**Requirement**
Quote the whole listing exactly. Leave the pictures out of your copy.
--- start Data for the task ---
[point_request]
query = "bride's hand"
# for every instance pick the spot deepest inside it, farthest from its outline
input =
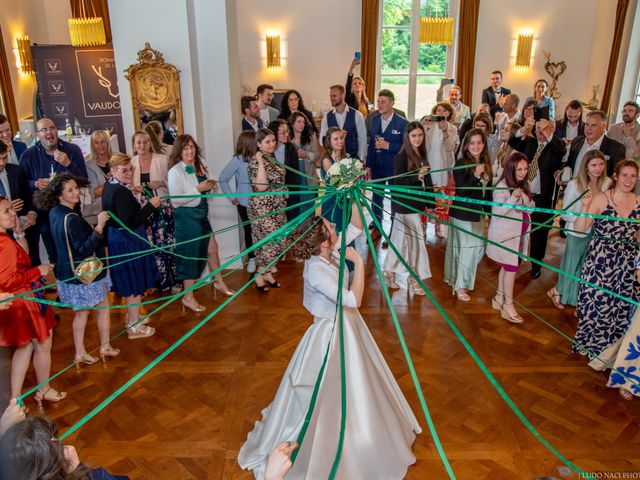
(352, 255)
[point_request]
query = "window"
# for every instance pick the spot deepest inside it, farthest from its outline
(412, 70)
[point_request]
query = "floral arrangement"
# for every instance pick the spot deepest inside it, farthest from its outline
(345, 171)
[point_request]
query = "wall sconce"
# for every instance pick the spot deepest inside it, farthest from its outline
(273, 51)
(24, 52)
(523, 51)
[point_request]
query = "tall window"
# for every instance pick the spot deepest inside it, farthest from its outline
(412, 70)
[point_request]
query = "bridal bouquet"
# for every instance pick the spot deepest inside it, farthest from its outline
(345, 171)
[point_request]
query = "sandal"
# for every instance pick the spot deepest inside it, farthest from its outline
(49, 395)
(139, 331)
(555, 297)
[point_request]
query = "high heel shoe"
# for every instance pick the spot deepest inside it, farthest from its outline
(555, 297)
(194, 308)
(139, 331)
(497, 302)
(462, 295)
(414, 287)
(108, 352)
(222, 288)
(84, 358)
(390, 278)
(512, 316)
(49, 395)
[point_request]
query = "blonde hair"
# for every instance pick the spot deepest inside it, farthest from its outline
(105, 136)
(119, 160)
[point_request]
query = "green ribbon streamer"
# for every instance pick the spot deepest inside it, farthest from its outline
(295, 222)
(483, 368)
(396, 322)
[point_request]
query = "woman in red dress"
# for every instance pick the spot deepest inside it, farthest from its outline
(26, 324)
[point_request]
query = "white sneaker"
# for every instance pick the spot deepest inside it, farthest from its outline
(251, 266)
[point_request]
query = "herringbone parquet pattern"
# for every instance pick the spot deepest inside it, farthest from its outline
(189, 416)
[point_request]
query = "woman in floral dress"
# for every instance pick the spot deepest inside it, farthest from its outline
(266, 175)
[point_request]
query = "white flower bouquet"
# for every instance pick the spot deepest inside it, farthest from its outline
(345, 171)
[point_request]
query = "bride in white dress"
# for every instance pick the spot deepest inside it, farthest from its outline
(380, 427)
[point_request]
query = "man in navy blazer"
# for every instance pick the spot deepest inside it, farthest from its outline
(16, 149)
(385, 142)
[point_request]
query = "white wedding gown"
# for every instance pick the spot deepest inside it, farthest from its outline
(380, 426)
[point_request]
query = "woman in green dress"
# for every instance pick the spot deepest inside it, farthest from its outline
(189, 176)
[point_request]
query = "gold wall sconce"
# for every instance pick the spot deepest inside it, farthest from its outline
(24, 53)
(273, 50)
(523, 50)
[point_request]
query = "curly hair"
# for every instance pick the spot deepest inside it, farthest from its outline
(49, 197)
(312, 234)
(28, 450)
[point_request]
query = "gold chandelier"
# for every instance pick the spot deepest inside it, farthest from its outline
(436, 29)
(86, 31)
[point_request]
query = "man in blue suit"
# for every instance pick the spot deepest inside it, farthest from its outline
(385, 142)
(15, 148)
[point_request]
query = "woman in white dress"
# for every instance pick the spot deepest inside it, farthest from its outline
(407, 234)
(379, 426)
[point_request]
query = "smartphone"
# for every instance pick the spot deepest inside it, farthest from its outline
(540, 113)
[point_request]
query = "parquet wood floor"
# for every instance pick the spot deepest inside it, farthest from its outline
(189, 416)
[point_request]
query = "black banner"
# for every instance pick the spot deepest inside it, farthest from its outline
(79, 83)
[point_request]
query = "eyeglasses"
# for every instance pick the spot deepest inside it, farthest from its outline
(52, 128)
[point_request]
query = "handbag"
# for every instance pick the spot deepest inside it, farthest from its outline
(89, 268)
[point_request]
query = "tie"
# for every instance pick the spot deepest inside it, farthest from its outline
(533, 166)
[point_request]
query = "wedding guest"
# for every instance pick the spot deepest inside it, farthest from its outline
(30, 450)
(47, 157)
(131, 279)
(156, 134)
(542, 99)
(609, 264)
(150, 180)
(627, 132)
(464, 251)
(509, 236)
(593, 179)
(189, 176)
(97, 162)
(304, 140)
(333, 152)
(504, 150)
(441, 142)
(26, 325)
(237, 169)
(356, 96)
(292, 103)
(407, 232)
(76, 240)
(266, 175)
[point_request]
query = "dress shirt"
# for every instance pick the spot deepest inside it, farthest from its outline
(585, 148)
(321, 279)
(360, 128)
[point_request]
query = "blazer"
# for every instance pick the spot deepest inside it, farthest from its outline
(549, 162)
(464, 177)
(613, 152)
(83, 240)
(19, 187)
(157, 171)
(382, 162)
(400, 166)
(182, 183)
(489, 98)
(508, 231)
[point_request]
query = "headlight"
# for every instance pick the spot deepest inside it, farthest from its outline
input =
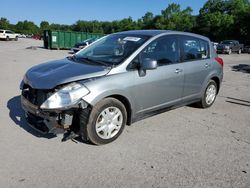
(67, 96)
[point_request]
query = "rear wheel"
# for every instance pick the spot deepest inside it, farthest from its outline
(106, 121)
(209, 95)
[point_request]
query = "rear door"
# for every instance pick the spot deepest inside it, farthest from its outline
(195, 55)
(163, 86)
--- end Data for the task ---
**Solution**
[point_request]
query = "bride's hand"
# for every instance pick the spot deepest inside it, farthest from its outline
input =
(352, 255)
[point_request]
query = "window"
# for every instance pick the spot deepest inside it, farthest from its outline
(412, 70)
[point_request]
query = "floral arrangement"
# for every instance pick the spot deepest inside it, farthest from its outline
(345, 171)
[point_request]
query = "wall sconce"
# for every instance pick the spot deepest inside it, farthest from its outline
(273, 51)
(24, 52)
(523, 51)
[point_request]
query = "tall window"
# for every instance pick the spot deepest inside it, farthest from its outline
(412, 70)
[point_request]
query = "bridal bouquet"
# for every instance pick the spot deepest inside it, farthest from its outline
(345, 171)
[point_request]
query = "sandal"
# for every instance pick the spot deepest inside it, farthest from its outline
(49, 395)
(139, 331)
(555, 297)
[point_request]
query = "high heel shoe"
# for every instance pick the spot deepest inside it, farthest from its outline
(555, 297)
(194, 308)
(139, 331)
(497, 302)
(462, 295)
(414, 287)
(108, 352)
(222, 288)
(84, 358)
(390, 278)
(512, 316)
(49, 395)
[point_request]
query = "blonde hair"
# for every instance pick the spot deepest inside it, farthest from its outline
(105, 136)
(119, 160)
[point_request]
query = "green ribbon streamer"
# for every instance pick the spot deepest inside it, farthest from its outline
(295, 222)
(483, 368)
(396, 322)
[point_request]
query = "woman in red dress"
# for every instance pick the spot deepest inside it, farthest from its outline
(26, 324)
[point_request]
query = "white sneaker"
# for every instance pick the spot deepest inside it, farthest from its outline
(251, 266)
[point_request]
query = "herringbone parquet pattern"
# for every instance pick the spot deepest inside it, farthest from its outline
(189, 416)
[point_request]
query = "woman in floral dress"
# for every instance pick the spot deepest inside it, farthest from its outline
(266, 175)
[point_request]
query = "white flower bouquet"
# for every instance pick the spot deepest inside it, farthest from its outline
(345, 171)
[point_request]
query = "bride in white dress"
# for every instance pick the spot deepest inside it, farthest from its outline
(380, 427)
[point_request]
query = "man in navy blazer"
# for every instance pick the spot deepest inside it, farthest from its outline
(16, 149)
(385, 142)
[point_request]
query = "white wedding gown"
# for every instance pick the spot deepest inside it, farthest from its outline
(380, 426)
[point_request]
query = "woman in green dress"
# for every instance pick the spot deepest inside it, farthest from its outline
(189, 176)
[point_request]
query = "gold wall sconce"
# for every instance pick the spot deepest inside it, farthest from its outline
(24, 53)
(273, 50)
(523, 50)
[point_request]
query = "curly hair"
# for every instance pick the spot deepest inside it, farthest from its outline
(49, 197)
(312, 234)
(28, 450)
[point_request]
query = "gold chandelier"
# for every instance pick the spot deepest inside it, farthest from its outline
(436, 29)
(86, 31)
[point_request]
query = "man in blue suit"
# for every instance pick the spot deepest inside it, farthest from its outline
(385, 142)
(15, 148)
[point_request]
query = "woman in white dress"
# for every instance pick the spot deepest inside it, farthest from its outline
(407, 234)
(379, 426)
[point_request]
query = "smartphone"
# for every instance pick the spot deepest inside it, farthest from its outline
(540, 113)
[point_request]
query = "parquet wood floor"
# for every instance pick the spot deepest inside it, farthest from its outline
(189, 416)
[point_request]
query = "black banner"
# for every instance pick the spot deepest inside it, farthest from its outline
(79, 83)
[point_request]
query = "eyeglasses"
# for every instance pick the spot deepest inside it, farthest from its outline
(52, 128)
[point_request]
query = "handbag"
# for every instance pick the spot deepest inside it, farthest from its outline
(89, 268)
[point_request]
query = "tie"
# for every instance pick the spot deepest inside it, farthest from its outline
(533, 166)
[point_request]
query = "wedding guest"
# for every instance pick the spot deepest inside it, farthest from its outline
(30, 450)
(47, 157)
(131, 279)
(156, 134)
(542, 99)
(609, 264)
(150, 180)
(627, 132)
(464, 251)
(509, 236)
(593, 179)
(189, 176)
(97, 162)
(304, 140)
(333, 152)
(504, 150)
(441, 142)
(26, 325)
(237, 169)
(356, 96)
(292, 103)
(407, 232)
(76, 240)
(266, 175)
[point_request]
query = "dress shirt"
# for every instance pick the spot deepest inside it, farthest from its outline
(585, 148)
(321, 279)
(360, 128)
[point_request]
query = "blazer"
# for every instance pick the spot deepest inside it, farthest from its outline
(549, 162)
(464, 177)
(613, 152)
(83, 240)
(19, 187)
(157, 171)
(382, 162)
(400, 166)
(182, 183)
(489, 98)
(508, 231)
[point_request]
query = "headlight"
# for every instance pick the spot deepest inside it, farthest from its outline
input =
(67, 96)
[point_request]
query = "rear wheel"
# for every instance pick the spot deepest inside it, farthest from its outline
(106, 121)
(209, 95)
[point_request]
query = "rear door"
# for every instance pick the spot deepest inside it, farthest from its outline
(195, 55)
(163, 86)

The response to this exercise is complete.